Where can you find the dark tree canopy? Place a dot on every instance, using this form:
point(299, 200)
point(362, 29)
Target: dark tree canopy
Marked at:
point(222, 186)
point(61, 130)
* * *
Task prompt: Copy out all of the records again, switching every "dark tree canopy" to "shaded tree canopy" and keeping everything else the same.

Solution for this problem:
Where can you find the shaded tree canopy? Place a dot on every instance, using this form:
point(299, 200)
point(362, 29)
Target: shaded tree canopy
Marked at:
point(222, 186)
point(61, 130)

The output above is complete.